Description of the task
Give back all of the data exactly.

——

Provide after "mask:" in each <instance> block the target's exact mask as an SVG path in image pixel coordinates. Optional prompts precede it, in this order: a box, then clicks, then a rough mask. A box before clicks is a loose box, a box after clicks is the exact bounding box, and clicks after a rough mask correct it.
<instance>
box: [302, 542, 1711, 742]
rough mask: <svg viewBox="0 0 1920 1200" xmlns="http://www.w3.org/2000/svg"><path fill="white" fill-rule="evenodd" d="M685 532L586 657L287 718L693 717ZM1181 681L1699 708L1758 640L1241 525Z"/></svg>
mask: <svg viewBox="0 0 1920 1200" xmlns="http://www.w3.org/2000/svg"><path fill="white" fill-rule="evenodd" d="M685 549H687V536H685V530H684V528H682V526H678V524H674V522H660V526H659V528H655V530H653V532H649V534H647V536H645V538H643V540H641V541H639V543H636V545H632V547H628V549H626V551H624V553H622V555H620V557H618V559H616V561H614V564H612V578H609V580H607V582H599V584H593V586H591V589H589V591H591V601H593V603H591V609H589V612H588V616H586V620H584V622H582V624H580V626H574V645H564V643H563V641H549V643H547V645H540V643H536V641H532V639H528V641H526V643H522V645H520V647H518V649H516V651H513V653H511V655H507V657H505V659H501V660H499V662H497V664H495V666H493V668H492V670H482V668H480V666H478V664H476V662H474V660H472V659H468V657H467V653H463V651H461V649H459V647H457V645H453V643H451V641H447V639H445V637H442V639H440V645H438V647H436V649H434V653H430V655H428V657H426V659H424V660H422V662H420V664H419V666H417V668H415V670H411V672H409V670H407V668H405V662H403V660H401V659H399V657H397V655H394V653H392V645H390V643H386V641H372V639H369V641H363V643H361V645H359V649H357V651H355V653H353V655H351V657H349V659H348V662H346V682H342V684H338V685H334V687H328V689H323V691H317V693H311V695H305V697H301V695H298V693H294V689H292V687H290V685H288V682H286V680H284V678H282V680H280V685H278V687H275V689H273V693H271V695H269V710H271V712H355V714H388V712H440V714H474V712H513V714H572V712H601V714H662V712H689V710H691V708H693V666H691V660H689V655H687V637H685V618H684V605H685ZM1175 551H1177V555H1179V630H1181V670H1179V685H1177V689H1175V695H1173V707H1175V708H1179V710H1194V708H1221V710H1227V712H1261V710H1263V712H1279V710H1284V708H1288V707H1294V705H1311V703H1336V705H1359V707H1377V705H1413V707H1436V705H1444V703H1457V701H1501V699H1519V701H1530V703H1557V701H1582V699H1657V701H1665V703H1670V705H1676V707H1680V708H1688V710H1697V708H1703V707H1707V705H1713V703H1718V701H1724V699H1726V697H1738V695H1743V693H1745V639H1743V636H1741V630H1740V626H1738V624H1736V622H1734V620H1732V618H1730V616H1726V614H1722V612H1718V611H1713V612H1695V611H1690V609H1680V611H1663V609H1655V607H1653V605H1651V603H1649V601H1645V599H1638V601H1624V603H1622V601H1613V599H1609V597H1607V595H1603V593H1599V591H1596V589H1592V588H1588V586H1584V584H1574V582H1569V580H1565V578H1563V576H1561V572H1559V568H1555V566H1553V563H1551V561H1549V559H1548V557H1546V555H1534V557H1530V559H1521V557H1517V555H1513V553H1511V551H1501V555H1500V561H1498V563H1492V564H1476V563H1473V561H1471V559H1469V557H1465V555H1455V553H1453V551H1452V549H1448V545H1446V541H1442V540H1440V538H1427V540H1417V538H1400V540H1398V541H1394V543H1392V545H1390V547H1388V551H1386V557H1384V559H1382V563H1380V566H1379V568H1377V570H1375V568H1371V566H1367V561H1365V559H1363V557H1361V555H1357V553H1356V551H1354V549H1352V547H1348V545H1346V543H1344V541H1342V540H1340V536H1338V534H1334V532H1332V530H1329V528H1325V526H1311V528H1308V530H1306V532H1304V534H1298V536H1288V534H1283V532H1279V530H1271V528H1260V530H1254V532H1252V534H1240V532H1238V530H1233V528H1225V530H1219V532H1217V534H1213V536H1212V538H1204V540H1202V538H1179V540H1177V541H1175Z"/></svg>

——

Answer box
Provide after "mask:" in each <instance> block the target's exact mask as an SVG path in image pixel coordinates. Optional prompts precede it, in this order: a box, then clicks, then a rough mask. A box before clicks is a loose box, a box after clicks is the exact bounding box, and clicks after a rough mask correct it.
<instance>
box: [302, 542, 1711, 742]
rough mask: <svg viewBox="0 0 1920 1200" xmlns="http://www.w3.org/2000/svg"><path fill="white" fill-rule="evenodd" d="M685 532L586 657L287 718L693 717ZM1181 681L1699 708L1758 640L1241 525Z"/></svg>
mask: <svg viewBox="0 0 1920 1200" xmlns="http://www.w3.org/2000/svg"><path fill="white" fill-rule="evenodd" d="M685 549H687V536H685V530H684V528H682V526H678V524H674V522H660V526H659V528H655V530H653V532H649V534H647V536H645V538H643V540H641V541H639V543H636V545H632V547H628V549H626V551H624V553H622V555H620V557H618V559H616V561H614V564H612V578H609V580H607V582H599V584H593V586H591V589H589V591H591V601H593V603H591V609H589V612H588V616H586V620H584V622H582V624H580V626H574V645H564V643H563V641H549V643H547V645H540V643H536V641H532V639H528V641H526V643H522V645H520V647H518V649H516V651H513V653H511V655H507V657H505V659H501V660H499V662H497V664H495V666H493V668H492V670H482V668H480V666H478V664H476V662H474V660H472V659H468V657H467V653H463V651H461V649H459V647H457V645H453V643H451V641H447V639H445V637H442V639H440V645H438V647H436V649H434V653H430V655H428V657H426V659H424V660H422V662H420V664H419V666H417V668H415V670H411V672H409V670H407V668H405V662H403V660H401V659H399V657H397V655H394V653H392V645H390V643H386V641H372V639H369V641H363V643H361V645H359V649H357V651H355V653H353V655H351V657H349V659H348V662H346V682H342V684H338V685H334V687H328V689H323V691H317V693H311V695H305V697H301V695H298V693H294V689H292V687H290V685H288V682H286V680H284V678H282V680H280V685H278V687H275V689H273V693H271V695H269V710H271V712H355V714H388V712H440V714H474V712H513V714H572V712H601V714H662V712H689V710H691V708H693V666H691V660H689V655H687V637H685V618H684V605H685ZM1175 551H1177V555H1179V630H1181V670H1179V685H1177V689H1175V695H1173V707H1175V708H1179V710H1194V708H1221V710H1227V712H1261V710H1263V712H1279V710H1284V708H1288V707H1294V705H1311V703H1336V705H1359V707H1377V705H1413V707H1436V705H1444V703H1457V701H1501V699H1519V701H1530V703H1557V701H1582V699H1657V701H1665V703H1670V705H1676V707H1680V708H1688V710H1697V708H1703V707H1707V705H1713V703H1718V701H1724V699H1726V697H1738V695H1743V693H1745V639H1743V636H1741V630H1740V626H1738V624H1736V622H1734V620H1732V618H1730V616H1726V614H1722V612H1718V611H1713V612H1695V611H1690V609H1680V611H1663V609H1655V607H1653V605H1651V603H1649V601H1645V599H1638V601H1624V603H1622V601H1613V599H1609V597H1607V595H1603V593H1599V591H1596V589H1592V588H1588V586H1584V584H1574V582H1569V580H1565V578H1563V576H1561V572H1559V568H1555V566H1553V563H1551V561H1549V559H1548V557H1546V555H1534V557H1530V559H1521V557H1517V555H1513V553H1511V551H1501V555H1500V561H1498V563H1492V564H1476V563H1473V561H1471V559H1469V557H1465V555H1455V553H1453V551H1452V549H1448V545H1446V541H1442V540H1440V538H1427V540H1417V538H1400V540H1398V541H1394V543H1392V545H1390V547H1388V551H1386V557H1384V559H1382V563H1380V566H1379V568H1377V570H1375V568H1371V566H1367V561H1365V559H1363V557H1361V555H1357V553H1356V551H1354V549H1352V547H1348V545H1346V543H1344V541H1342V540H1340V536H1338V534H1334V532H1332V530H1329V528H1325V526H1311V528H1308V530H1306V532H1304V534H1298V536H1288V534H1283V532H1279V530H1271V528H1260V530H1254V532H1252V534H1240V532H1238V530H1233V528H1225V530H1219V532H1217V534H1213V536H1212V538H1204V540H1202V538H1179V540H1177V541H1175Z"/></svg>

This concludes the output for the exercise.